• _What the task asks_:
Beginning with the very first line, please reproduce the entries exactly through the line containing "Identify any visible smartphone.".

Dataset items
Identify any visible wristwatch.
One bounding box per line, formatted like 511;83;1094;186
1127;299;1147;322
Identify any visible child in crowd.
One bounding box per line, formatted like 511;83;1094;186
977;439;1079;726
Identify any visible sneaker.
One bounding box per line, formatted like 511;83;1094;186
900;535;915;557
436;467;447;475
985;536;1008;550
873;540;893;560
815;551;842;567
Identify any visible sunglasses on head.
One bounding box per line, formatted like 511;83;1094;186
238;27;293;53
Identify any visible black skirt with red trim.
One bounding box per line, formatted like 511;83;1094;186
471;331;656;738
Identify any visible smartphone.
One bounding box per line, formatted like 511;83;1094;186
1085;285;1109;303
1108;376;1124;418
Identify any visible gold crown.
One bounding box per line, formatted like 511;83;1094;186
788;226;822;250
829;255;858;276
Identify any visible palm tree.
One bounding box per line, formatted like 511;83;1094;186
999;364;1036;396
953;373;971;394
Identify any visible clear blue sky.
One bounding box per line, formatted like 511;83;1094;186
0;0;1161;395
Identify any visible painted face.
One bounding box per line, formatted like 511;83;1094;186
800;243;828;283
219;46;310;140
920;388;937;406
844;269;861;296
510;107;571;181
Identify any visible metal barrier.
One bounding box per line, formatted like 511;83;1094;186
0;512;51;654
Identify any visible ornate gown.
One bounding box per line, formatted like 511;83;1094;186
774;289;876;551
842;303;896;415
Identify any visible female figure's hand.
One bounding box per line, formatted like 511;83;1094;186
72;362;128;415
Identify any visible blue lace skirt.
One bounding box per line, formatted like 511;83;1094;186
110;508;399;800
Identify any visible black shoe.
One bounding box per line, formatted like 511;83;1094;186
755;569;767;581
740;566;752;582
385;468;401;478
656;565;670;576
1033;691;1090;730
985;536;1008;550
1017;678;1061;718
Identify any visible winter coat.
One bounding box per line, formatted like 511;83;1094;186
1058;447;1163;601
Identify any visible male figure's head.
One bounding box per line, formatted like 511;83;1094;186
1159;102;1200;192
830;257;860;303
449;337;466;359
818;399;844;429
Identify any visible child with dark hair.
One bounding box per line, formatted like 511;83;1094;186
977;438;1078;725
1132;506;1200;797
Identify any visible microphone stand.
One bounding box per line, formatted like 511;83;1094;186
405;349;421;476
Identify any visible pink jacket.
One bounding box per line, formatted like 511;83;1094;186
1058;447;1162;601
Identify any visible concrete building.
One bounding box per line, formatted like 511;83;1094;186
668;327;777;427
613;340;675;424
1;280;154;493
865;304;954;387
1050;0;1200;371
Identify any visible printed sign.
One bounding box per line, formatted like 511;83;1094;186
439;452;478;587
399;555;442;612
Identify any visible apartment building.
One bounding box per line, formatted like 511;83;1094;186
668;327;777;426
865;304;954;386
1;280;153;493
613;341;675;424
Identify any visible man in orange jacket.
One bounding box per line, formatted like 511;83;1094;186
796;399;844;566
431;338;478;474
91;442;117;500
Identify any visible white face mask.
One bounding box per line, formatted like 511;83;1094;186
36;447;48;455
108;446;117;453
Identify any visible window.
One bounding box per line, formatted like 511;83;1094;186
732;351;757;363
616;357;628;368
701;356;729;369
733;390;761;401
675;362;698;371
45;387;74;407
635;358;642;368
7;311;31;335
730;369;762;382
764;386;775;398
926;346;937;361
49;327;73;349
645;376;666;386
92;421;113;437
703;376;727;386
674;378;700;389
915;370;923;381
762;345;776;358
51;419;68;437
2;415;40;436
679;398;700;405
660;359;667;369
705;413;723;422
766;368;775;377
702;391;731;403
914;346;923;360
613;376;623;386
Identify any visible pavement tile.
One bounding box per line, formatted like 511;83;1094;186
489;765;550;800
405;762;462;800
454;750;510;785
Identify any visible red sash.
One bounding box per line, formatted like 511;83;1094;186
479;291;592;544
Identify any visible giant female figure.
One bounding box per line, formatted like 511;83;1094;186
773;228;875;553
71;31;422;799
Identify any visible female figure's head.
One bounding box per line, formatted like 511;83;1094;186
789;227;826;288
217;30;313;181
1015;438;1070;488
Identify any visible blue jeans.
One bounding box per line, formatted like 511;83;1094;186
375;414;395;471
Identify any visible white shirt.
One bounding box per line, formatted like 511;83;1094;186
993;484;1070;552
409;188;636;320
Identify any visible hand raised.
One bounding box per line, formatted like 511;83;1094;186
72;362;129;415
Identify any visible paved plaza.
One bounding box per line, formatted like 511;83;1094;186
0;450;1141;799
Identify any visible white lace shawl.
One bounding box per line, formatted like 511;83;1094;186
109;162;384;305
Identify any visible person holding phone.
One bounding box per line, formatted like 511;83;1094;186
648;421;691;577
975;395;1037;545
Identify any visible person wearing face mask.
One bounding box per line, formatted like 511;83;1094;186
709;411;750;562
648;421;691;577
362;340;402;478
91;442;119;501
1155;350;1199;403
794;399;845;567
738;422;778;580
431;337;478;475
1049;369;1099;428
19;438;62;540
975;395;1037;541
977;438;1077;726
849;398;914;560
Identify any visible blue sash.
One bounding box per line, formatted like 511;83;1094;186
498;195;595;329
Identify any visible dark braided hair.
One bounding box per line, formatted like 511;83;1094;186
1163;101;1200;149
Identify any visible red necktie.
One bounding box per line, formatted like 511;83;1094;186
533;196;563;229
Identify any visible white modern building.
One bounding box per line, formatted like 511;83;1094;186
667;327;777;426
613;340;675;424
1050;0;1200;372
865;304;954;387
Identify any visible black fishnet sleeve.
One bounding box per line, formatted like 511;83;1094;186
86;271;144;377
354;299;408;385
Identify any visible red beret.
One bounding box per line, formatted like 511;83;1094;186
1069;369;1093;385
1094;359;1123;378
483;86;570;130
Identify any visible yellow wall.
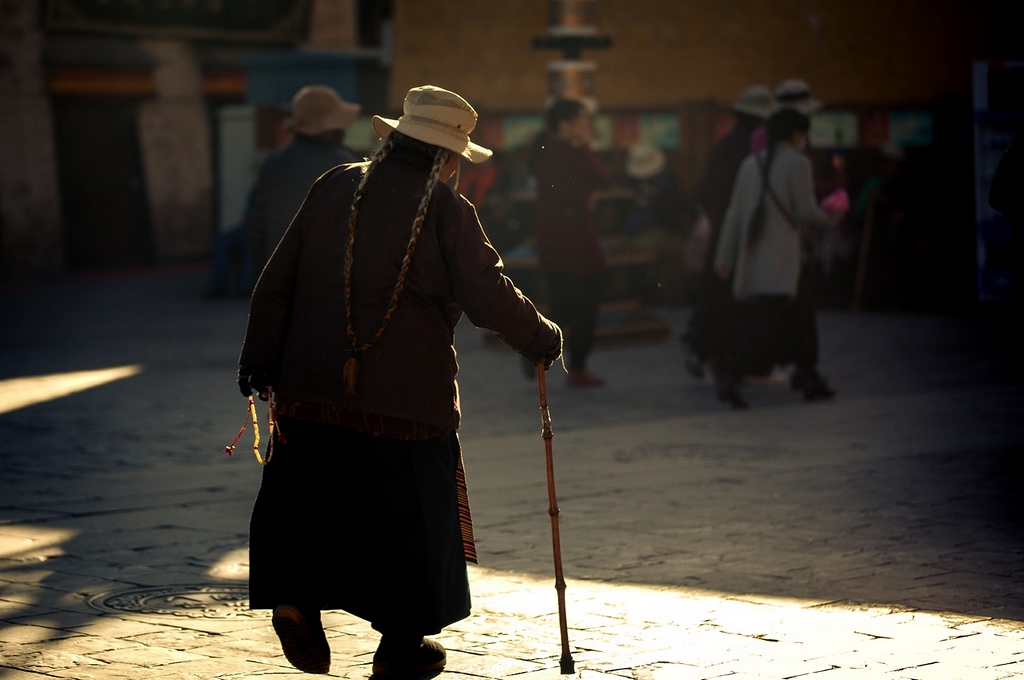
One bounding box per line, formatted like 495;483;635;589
389;0;999;113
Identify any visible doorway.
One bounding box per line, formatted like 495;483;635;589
52;99;155;271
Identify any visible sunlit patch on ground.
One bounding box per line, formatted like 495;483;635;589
207;547;249;581
0;365;143;414
0;526;77;561
2;533;1023;678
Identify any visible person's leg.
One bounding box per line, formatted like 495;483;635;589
682;267;718;369
569;273;603;365
371;434;468;676
545;271;603;385
791;266;834;400
720;298;769;409
722;296;788;408
249;417;332;673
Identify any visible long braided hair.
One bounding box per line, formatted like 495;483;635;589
342;131;451;395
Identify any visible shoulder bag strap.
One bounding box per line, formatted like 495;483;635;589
757;157;799;231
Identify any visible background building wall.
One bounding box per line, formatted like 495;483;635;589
307;0;359;49
0;0;64;277
389;0;1003;112
137;40;214;262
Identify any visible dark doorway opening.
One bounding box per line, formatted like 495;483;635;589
52;99;155;271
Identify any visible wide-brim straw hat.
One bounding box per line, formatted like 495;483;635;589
372;85;492;163
732;85;774;120
626;143;666;180
774;79;823;116
290;85;361;136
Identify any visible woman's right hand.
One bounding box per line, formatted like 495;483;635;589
543;324;564;369
237;366;273;401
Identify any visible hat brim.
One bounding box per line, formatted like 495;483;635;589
372;115;492;163
627;156;666;180
733;102;773;120
775;97;823;116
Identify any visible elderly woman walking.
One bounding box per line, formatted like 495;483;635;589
238;85;561;675
713;107;841;408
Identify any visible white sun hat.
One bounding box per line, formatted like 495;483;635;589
371;85;492;163
732;85;774;120
774;79;823;116
626;143;666;180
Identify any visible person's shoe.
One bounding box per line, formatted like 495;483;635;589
567;368;605;387
272;605;331;674
372;637;446;676
803;373;836;402
720;388;750;409
717;378;749;409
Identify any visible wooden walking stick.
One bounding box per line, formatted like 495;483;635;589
536;360;575;675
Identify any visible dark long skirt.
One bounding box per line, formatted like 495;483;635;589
685;269;744;367
731;294;816;378
248;416;470;636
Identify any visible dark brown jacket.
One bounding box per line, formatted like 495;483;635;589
240;145;557;431
533;137;613;275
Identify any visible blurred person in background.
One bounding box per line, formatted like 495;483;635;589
773;79;848;386
681;85;774;380
529;98;613;387
206;201;256;299
713;108;845;408
851;142;915;310
248;85;362;272
238;85;562;676
623;142;681;246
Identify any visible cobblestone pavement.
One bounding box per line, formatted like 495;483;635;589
1;268;1023;679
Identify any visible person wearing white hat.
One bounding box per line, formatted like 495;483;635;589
247;85;363;271
238;85;562;675
681;85;774;380
623;143;680;248
713;108;842;408
774;78;823;116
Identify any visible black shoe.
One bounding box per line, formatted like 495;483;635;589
272;605;330;674
372;636;446;677
803;374;836;401
717;380;749;409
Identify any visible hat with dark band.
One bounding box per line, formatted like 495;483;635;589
372;85;492;163
774;79;823;116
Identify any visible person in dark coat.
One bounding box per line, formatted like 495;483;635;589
681;85;774;379
529;98;613;387
237;85;562;676
248;85;362;271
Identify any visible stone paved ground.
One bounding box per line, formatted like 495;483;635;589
1;268;1023;679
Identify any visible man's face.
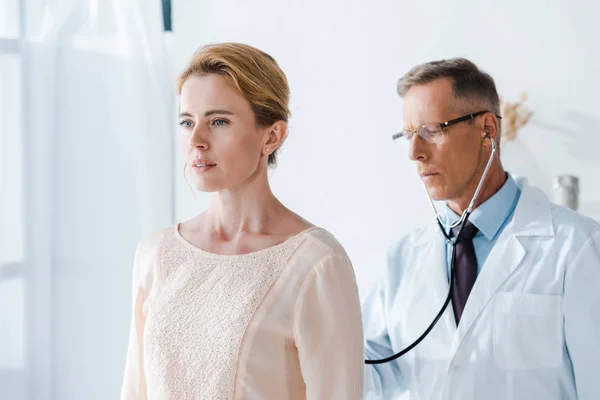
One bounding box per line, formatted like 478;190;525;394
402;78;486;201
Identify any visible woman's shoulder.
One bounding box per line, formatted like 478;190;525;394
137;225;176;254
132;226;179;277
298;227;351;264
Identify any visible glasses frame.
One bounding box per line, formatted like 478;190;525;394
392;110;502;143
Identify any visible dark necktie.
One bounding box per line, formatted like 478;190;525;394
450;221;479;324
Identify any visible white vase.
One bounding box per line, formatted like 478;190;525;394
552;175;579;211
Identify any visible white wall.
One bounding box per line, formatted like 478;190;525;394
174;0;600;298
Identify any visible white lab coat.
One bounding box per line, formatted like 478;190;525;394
363;178;600;400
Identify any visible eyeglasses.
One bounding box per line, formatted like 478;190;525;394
392;110;502;145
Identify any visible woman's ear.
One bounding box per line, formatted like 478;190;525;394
262;121;287;154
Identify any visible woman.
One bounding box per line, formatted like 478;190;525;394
121;43;364;399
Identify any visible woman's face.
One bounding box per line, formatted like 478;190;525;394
178;74;272;192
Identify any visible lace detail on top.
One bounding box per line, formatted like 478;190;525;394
143;227;310;399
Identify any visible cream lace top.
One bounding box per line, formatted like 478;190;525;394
120;226;364;399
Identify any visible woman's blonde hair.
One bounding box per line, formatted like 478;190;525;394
178;43;291;166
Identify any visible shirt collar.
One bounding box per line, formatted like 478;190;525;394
443;173;520;241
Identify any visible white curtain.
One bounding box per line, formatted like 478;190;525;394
0;34;26;397
9;1;174;398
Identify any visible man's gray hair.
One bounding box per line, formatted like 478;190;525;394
397;58;500;120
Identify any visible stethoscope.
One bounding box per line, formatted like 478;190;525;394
365;134;498;365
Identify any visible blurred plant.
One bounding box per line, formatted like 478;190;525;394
499;92;533;147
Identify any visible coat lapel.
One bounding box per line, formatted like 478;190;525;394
452;177;555;350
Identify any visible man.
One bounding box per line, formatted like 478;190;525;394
363;58;600;399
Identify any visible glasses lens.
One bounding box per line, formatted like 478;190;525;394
419;124;444;144
393;131;412;142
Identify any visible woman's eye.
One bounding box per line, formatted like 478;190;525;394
213;119;228;126
179;120;193;128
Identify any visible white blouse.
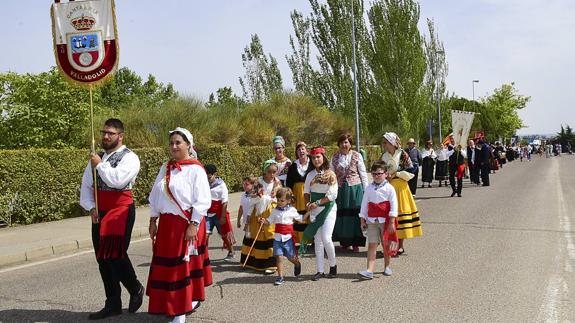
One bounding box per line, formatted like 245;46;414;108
148;162;211;223
331;151;369;190
240;193;257;224
304;169;338;221
421;148;437;160
296;159;309;177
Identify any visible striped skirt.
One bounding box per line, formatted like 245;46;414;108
390;178;423;239
240;204;277;271
147;214;212;316
292;182;309;244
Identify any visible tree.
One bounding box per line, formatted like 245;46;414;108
556;124;575;147
239;34;283;102
288;0;372;118
479;83;530;140
99;67;177;109
286;0;447;142
206;86;244;109
422;18;448;143
367;0;428;137
0;68;94;148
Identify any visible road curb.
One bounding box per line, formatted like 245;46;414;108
0;225;150;269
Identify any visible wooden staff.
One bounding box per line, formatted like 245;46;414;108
89;84;99;220
242;221;264;267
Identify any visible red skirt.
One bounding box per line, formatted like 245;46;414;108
147;214;213;316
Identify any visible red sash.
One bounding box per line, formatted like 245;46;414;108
367;201;398;256
456;164;465;179
367;201;390;218
275;223;297;256
96;190;133;260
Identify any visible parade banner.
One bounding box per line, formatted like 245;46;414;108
51;0;119;86
451;110;475;149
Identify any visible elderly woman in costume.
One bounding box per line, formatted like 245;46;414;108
285;141;312;244
380;132;423;255
331;133;368;252
301;146;339;281
147;127;212;323
272;135;292;187
240;160;282;274
421;140;437;188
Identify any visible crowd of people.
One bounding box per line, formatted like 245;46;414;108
82;118;540;322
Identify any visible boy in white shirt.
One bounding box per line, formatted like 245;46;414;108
259;187;308;285
205;164;235;261
358;161;398;279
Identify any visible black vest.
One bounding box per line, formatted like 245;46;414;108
96;148;132;192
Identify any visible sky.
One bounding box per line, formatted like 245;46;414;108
1;0;573;135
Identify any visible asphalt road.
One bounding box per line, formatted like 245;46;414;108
1;155;574;323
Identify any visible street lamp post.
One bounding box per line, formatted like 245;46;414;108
435;50;445;144
472;79;479;102
351;0;361;152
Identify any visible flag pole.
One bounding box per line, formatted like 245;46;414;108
89;84;99;218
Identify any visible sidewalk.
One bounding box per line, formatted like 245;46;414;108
0;191;243;268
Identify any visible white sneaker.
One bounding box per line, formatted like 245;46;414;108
264;269;276;275
171;314;186;323
358;270;374;279
383;267;393;276
223;252;234;262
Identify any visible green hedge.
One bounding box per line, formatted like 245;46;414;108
0;145;382;225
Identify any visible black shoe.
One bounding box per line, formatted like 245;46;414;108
88;307;122;320
438;183;442;187
327;265;337;278
312;272;324;281
450;191;456;197
128;284;144;313
457;193;462;197
294;263;301;277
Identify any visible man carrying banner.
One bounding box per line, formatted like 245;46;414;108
80;119;144;320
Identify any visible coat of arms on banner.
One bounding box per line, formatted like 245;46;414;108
51;0;119;86
451;110;475;150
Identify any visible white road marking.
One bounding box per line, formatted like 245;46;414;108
538;158;572;322
537;275;562;323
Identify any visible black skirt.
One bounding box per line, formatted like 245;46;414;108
422;156;435;182
435;160;448;180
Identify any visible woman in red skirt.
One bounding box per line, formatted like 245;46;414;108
147;127;213;323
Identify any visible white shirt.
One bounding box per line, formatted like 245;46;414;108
267;206;304;242
358;181;398;223
148;162;211;223
207;180;229;217
296;159;309;177
421;148;437;160
80;145;140;211
436;147;454;161
304;169;338;221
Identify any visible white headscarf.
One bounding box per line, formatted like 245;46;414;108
383;132;401;148
169;127;197;159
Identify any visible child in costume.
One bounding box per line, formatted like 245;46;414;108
358;161;398;279
259;187;307;285
205;164;235;262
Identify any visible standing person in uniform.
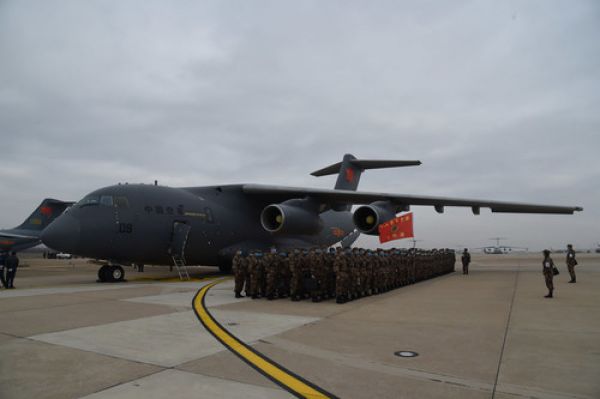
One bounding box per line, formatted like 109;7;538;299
246;251;257;299
5;252;19;289
264;251;279;300
252;251;265;299
566;244;577;283
0;251;7;289
542;249;555;298
461;248;471;275
289;249;302;301
278;251;290;298
232;250;247;298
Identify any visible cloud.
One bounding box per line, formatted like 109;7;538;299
0;0;598;250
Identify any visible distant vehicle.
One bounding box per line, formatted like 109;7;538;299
1;199;74;253
56;252;72;259
41;154;583;283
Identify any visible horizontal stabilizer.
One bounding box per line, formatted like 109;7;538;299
311;159;421;177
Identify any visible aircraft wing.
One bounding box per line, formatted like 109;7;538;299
242;184;583;214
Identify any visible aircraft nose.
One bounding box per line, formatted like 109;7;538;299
41;213;81;253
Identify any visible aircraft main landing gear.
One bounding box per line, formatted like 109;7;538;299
97;265;126;283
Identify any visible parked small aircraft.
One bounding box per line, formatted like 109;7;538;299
1;199;74;253
41;154;583;282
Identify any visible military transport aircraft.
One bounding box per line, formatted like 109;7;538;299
41;154;583;282
477;237;528;254
1;199;73;253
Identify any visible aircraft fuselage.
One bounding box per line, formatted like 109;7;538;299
42;184;354;266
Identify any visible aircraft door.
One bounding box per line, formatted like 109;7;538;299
170;221;191;258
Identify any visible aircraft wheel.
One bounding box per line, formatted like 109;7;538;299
110;265;125;282
98;265;111;282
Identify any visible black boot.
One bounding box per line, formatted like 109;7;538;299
235;293;242;298
544;290;553;298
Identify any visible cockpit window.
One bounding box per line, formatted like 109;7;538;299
77;195;128;208
100;196;113;207
114;196;129;208
76;195;100;207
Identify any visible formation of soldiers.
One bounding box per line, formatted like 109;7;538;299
232;247;455;304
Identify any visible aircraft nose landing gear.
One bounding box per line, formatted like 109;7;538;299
97;264;126;283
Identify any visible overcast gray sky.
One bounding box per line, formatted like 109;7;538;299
1;0;598;251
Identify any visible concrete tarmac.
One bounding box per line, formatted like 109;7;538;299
0;254;598;398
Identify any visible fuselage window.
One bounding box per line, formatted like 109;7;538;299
166;206;174;215
155;206;164;214
76;196;100;207
114;197;129;208
100;196;113;207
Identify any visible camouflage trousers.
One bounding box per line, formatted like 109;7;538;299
567;264;576;281
462;262;469;275
250;271;264;297
234;272;246;295
336;272;349;298
290;272;303;298
543;270;554;291
265;269;278;298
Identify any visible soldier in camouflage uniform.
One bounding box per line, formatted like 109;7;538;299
350;248;361;299
264;251;279;300
246;252;256;298
278;252;290;298
289;249;303;301
461;248;471;275
566;244;577;283
250;251;265;299
325;248;336;298
542;249;555;298
309;249;327;302
334;250;350;303
232;250;247;298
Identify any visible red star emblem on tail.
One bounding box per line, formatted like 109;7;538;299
40;206;53;216
345;168;354;182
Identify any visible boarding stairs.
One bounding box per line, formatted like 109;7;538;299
170;222;192;281
172;254;190;281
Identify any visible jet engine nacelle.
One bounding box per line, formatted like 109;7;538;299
353;201;397;235
260;199;323;235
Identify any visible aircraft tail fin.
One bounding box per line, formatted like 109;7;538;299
15;199;74;231
310;154;421;191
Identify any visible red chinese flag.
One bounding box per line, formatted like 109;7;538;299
378;212;414;244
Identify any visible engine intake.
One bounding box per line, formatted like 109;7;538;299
260;199;323;235
353;201;397;235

• _Written answer_:
Identify any visible wristwatch.
One bounding box per line, formatted like 511;83;1094;186
1127;299;1147;322
Identify any visible child in crowd.
One bounding box per line, formatted like 511;83;1094;186
977;439;1079;726
Identify any visible sneaker.
One bounding box per line, formatted like 511;83;1094;186
900;535;915;557
436;467;447;475
985;536;1008;550
873;540;893;560
815;551;842;567
Identify any visible sunglasses on head.
One bounding box per line, formatted like 511;83;1094;186
238;27;293;53
Identify any visible black skirt with red trim.
One bounding box per line, formatted like 511;83;1094;186
471;331;656;738
Identify any visible smartphone.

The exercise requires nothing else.